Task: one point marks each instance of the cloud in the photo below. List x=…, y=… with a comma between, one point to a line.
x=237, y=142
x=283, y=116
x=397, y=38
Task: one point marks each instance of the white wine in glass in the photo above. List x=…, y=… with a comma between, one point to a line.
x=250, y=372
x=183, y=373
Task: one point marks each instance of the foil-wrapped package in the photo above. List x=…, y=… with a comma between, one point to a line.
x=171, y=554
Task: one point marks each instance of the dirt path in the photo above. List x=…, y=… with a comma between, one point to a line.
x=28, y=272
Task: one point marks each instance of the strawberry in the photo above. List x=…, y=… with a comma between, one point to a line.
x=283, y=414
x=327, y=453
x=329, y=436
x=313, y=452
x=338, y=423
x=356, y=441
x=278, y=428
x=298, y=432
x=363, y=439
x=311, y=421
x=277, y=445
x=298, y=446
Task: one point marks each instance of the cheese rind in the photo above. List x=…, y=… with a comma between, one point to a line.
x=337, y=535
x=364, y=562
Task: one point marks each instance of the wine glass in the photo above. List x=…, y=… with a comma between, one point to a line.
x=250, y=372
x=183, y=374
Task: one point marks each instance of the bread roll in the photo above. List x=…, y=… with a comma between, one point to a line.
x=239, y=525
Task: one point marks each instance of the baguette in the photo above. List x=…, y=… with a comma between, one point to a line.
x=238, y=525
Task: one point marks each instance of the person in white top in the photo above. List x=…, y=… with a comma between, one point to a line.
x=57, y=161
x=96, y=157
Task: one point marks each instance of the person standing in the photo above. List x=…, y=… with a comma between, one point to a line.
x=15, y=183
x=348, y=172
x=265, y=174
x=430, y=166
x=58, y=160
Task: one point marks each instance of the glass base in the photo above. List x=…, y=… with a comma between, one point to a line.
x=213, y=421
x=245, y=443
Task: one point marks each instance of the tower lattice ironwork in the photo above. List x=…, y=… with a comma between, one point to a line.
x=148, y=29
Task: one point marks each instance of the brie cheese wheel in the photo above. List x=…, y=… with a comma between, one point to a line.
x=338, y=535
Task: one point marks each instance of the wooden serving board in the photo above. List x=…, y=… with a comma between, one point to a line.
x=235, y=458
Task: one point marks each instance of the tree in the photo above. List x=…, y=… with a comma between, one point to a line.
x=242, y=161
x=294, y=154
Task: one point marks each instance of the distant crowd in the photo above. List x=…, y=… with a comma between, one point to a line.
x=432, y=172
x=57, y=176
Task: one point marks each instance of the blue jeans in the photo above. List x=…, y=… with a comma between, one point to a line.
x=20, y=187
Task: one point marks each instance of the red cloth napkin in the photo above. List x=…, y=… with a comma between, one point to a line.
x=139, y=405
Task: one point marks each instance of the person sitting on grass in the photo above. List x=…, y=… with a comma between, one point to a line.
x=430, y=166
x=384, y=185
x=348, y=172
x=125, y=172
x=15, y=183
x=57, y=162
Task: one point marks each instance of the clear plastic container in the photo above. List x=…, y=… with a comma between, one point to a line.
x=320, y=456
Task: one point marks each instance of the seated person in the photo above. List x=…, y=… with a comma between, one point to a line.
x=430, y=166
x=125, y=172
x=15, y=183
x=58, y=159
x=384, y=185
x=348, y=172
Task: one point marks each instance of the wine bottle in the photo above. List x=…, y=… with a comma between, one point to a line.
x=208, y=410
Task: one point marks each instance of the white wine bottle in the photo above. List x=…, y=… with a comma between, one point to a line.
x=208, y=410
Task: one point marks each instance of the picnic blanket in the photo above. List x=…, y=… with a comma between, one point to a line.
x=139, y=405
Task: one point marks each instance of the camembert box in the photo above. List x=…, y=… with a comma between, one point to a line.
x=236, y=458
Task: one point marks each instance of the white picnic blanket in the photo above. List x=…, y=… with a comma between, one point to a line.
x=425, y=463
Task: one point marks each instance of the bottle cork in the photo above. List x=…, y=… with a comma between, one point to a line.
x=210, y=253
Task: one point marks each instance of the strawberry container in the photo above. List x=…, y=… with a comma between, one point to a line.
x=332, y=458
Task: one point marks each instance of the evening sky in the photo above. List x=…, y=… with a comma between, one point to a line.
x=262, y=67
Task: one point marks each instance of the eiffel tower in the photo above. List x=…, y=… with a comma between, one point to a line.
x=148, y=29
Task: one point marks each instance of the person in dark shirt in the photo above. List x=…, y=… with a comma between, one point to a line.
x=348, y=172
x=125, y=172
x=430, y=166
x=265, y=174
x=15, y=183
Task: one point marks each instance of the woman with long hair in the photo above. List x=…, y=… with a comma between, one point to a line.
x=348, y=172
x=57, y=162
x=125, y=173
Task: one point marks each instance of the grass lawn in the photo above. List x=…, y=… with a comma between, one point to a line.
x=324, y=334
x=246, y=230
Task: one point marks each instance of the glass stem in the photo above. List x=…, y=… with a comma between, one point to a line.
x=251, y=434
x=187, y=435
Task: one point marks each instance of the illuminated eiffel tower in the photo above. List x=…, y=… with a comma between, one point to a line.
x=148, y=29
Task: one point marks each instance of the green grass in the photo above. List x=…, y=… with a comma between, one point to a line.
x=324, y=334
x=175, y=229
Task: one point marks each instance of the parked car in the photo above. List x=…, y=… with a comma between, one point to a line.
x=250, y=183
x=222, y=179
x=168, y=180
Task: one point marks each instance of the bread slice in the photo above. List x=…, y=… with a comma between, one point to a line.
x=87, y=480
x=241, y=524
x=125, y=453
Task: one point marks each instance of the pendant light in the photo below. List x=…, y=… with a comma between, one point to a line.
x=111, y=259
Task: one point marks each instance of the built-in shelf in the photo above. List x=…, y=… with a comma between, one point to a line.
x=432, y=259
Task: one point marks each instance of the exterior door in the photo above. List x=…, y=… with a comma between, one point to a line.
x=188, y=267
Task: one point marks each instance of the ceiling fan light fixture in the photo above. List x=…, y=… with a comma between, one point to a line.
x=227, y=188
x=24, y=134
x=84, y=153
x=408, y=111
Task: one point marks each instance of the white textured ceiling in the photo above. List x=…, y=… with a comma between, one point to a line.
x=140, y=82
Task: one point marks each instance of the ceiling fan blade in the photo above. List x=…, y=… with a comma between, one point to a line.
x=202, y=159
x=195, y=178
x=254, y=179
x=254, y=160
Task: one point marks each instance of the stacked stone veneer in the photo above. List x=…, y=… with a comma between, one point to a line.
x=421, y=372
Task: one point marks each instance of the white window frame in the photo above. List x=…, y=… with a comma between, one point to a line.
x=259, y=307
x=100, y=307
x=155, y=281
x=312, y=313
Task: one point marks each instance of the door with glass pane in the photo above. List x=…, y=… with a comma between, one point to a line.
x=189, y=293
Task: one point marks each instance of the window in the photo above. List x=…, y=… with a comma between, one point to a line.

● WHAT YOU SHOULD DO
Repeat every item above word for word, from the first through the last.

● PROBLEM SOLUTION
Task: one point marks each instance of the cloud in the photo below. List x=…, y=… with a comma between, one point to a line.
x=237, y=142
x=283, y=116
x=397, y=38
Task: one point marks each instance of the white wine in glass in the photo above. List x=…, y=… with a comma between, one point to a line.
x=250, y=372
x=183, y=373
Task: one point marks each instance of the foil-wrapped package in the photo above. List x=…, y=… with a comma between, one point to a line.
x=171, y=554
Task: one point marks each instance of the dirt path in the photo above. List x=…, y=… with a comma between, one point to a line.
x=28, y=272
Task: one point marks each instance of the strawberry in the photo above. List x=…, y=… with a comma between, one point to a line.
x=283, y=414
x=327, y=453
x=329, y=436
x=313, y=452
x=338, y=423
x=356, y=441
x=278, y=428
x=298, y=432
x=363, y=439
x=311, y=421
x=277, y=445
x=298, y=446
Task: one point marks each instance of the cheese rind in the photo above. List x=…, y=… with a comma between, one point to a line.
x=337, y=535
x=364, y=562
Task: one point marks each instance of the wine glass in the photo above. List x=…, y=… with a comma between, one point to a line.
x=250, y=372
x=183, y=374
Task: one point marks each instance of the bread roll in the photo above. List x=…, y=… with a comma between, one point to a line.
x=239, y=525
Task: one point marks each instance of the baguette in the photo above. List x=…, y=… with a comma between, one point to a line.
x=238, y=525
Task: one point marks each instance of the person in white top in the photo above. List x=…, y=… with a comma between, one point to a line.
x=57, y=161
x=96, y=157
Task: one point marks each instance of the person standing in the photo above. List x=…, y=… with a comma between, one point to a line.
x=15, y=183
x=348, y=172
x=265, y=174
x=430, y=166
x=58, y=160
Task: one point marks each instance of the glass base in the photo above. List x=…, y=… with a comma between, one point to a line.
x=213, y=421
x=245, y=443
Task: one point marks each instance of the tower lattice ironwork in the photo above. List x=…, y=… with a comma between, one point to a line.
x=148, y=29
Task: one point marks each instance of the brie cheese wheel in the photo above. List x=…, y=… with a comma between, one point to a line.
x=338, y=535
Task: one point marks each instance of the wooden serving board in the photo above. List x=…, y=… with a comma between, one point to a line.
x=235, y=458
Task: one point marks each instance of the tree in the photo above. List x=…, y=… with a comma between, one point to a line.
x=242, y=161
x=294, y=154
Task: one point marks each instance of the distant crowd in the photo above. List x=…, y=… with a comma between, one point to a line.
x=432, y=172
x=57, y=176
Task: one point marks each instance of the blue jeans in the photo above. List x=…, y=… with a comma between, one point to a line.
x=20, y=187
Task: one point marks each instance of the red cloth napkin in the photo above. List x=…, y=… with a comma between, one point to a line.
x=139, y=405
Task: one point marks each instance of the person sitting on grass in the photo above. List x=…, y=… with a comma between, one point to a line.
x=430, y=166
x=384, y=185
x=348, y=172
x=125, y=172
x=15, y=183
x=57, y=162
Task: one point marks each instance of the clear plastic container in the photo above. List x=…, y=… with a comma between, one point to a line.
x=320, y=456
Task: one point marks each instance of the seated person in the photo above. List x=…, y=… with a comma between, one point to a line.
x=430, y=166
x=125, y=172
x=15, y=183
x=58, y=159
x=384, y=185
x=348, y=172
Task: one point marks each instance of the wine bottle in the photo above. List x=…, y=… with a comma between, one point to a line.
x=208, y=410
Task: one point marks each instance of the white wine bottle in the photo above. List x=…, y=… with a comma between, one point to a line.
x=208, y=410
Task: one point marks each instance of the picnic blanket in the photo above. List x=…, y=… with a comma between, one point to a line.
x=139, y=405
Task: one point marks each instance of the camembert box in the photo above. List x=…, y=… with a comma between, one point to a line.
x=236, y=458
Task: one point marks each instance of the white picnic blanket in the photo above. List x=…, y=… with a comma between, one point to a line.
x=425, y=463
Task: one point marks each instance of the bottle cork in the photo above. List x=…, y=… with a comma between, one point to a line.
x=210, y=253
Task: one point marks each instance of the strawberry container in the photo above. List x=…, y=… with a comma between, one point to a line.
x=332, y=458
Task: one point marks each instance of the evening sky in the photo above. List x=…, y=… with a comma between, one point to a line.
x=262, y=67
Task: one point marks each instance of the eiffel tower in the photo above. List x=…, y=… with a comma between, one point to a line.
x=148, y=29
Task: one point marks each instance of the person in dark shirt in the photo above. List x=…, y=… with a comma between, one point to a line.
x=348, y=172
x=125, y=172
x=430, y=166
x=265, y=174
x=15, y=183
Task: one point marks each instance of the woman with long hair in the photo above. List x=…, y=… with a comma between, one point to a line.
x=348, y=172
x=57, y=162
x=125, y=173
Task: one point marks each instance of the grass lawn in the photo above. List x=…, y=… with a comma between, one point to a line.
x=324, y=334
x=246, y=230
Task: one point marks each instance of the glass stem in the photo above. List x=…, y=… with a comma between, one point to a line.
x=251, y=434
x=187, y=435
Task: one point marks each instance of the illuminated eiffel tower in the photo above. List x=…, y=… with a comma between, one point to a line.
x=148, y=29
Task: one point marks each instance of the green grass in the photo above. List x=…, y=… with a comma between, one point to a line.
x=324, y=334
x=175, y=229
Task: one point marks each instance of the parked car in the photo above. List x=…, y=… with a comma between, one point to a line.
x=250, y=183
x=222, y=179
x=168, y=180
Task: one point marks each instance of the bread slice in the photo above. List x=…, y=… with a comma between, one point to a line.
x=87, y=480
x=241, y=524
x=125, y=453
Task: one point marks each instance of the pendant light in the photo below. List x=…, y=… with a comma between, one point to a line.
x=111, y=259
Task: one point marks each instance of the built-in shelf in the photo above. List x=…, y=… with a comma between, one point to a line.
x=432, y=259
Task: one point marks each instance of the exterior door in the photo above. List x=…, y=… with a comma between, one point to a line.
x=188, y=267
Task: one point marks each instance of the ceiling fan light fixture in the photo above. List x=…, y=… with a comma between, one point to a line.
x=227, y=188
x=24, y=134
x=84, y=153
x=408, y=111
Task: one point marks each instance of the white textured ceiling in the photo above. List x=…, y=… with a comma between, one point to a line.
x=140, y=82
Task: one point marks each instance of the ceiling fan blade in the photo above. List x=…, y=… with a comma between, one point to a line.
x=202, y=159
x=195, y=178
x=254, y=179
x=254, y=160
Task: one point marks each instance of the stacked stone veneer in the photo above. List x=…, y=… with a comma between, one point to a line.
x=421, y=372
Task: one point marks each instance of the white window frame in the photo above. List x=…, y=… with a comma between, one point to a line.
x=259, y=307
x=100, y=307
x=155, y=281
x=312, y=313
Task: one point marks each instance of the door with glass pane in the photo above. List x=…, y=… with a comma between, one point to a line.
x=189, y=293
Task: one point marks each instance of the window in the photo above. List x=…, y=… with a comma between, one point to a line.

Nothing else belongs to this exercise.